-- BEGIN TASK INPUT --

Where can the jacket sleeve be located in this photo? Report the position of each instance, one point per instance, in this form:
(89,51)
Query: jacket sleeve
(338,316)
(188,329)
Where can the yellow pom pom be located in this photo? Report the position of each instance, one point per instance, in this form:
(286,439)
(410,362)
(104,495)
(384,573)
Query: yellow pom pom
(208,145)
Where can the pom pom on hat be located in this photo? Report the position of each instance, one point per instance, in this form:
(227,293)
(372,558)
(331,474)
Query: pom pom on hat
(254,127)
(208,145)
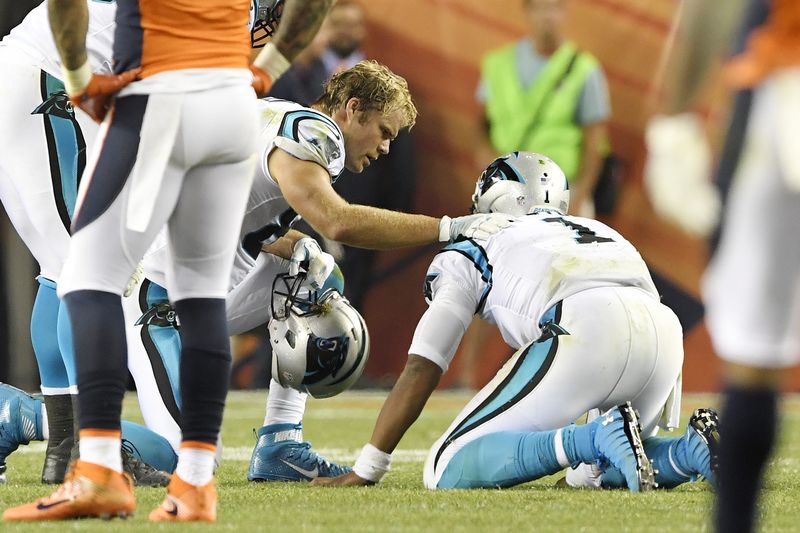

-- END TASK INPUT --

# [GIVEN REQUEST]
Turn every line of the material into a JSON list of strings, one string per line, leaving out blank lines and any pictures.

# [WRITTEN RESPONSE]
[
  "Where can the jacket sleeve be located in this photo? Report the position of each instance, one point per instance, in this form:",
  "(89,51)",
  "Query: jacket sleeve",
  "(338,316)",
  "(188,329)",
  "Where can the yellow pom pom be located in this photo? Report the position of each instance, one point per instance, in this form:",
  "(286,439)",
  "(410,362)",
  "(104,495)",
  "(384,573)",
  "Query: yellow pom pom",
  "(208,145)",
  "Where can the pom pom on hat be located in this photo? Report the position of each instance, one point per instance, in this form:",
  "(227,293)",
  "(372,558)",
  "(331,474)",
  "Query: pom pom on hat",
  "(254,127)",
  "(208,145)"
]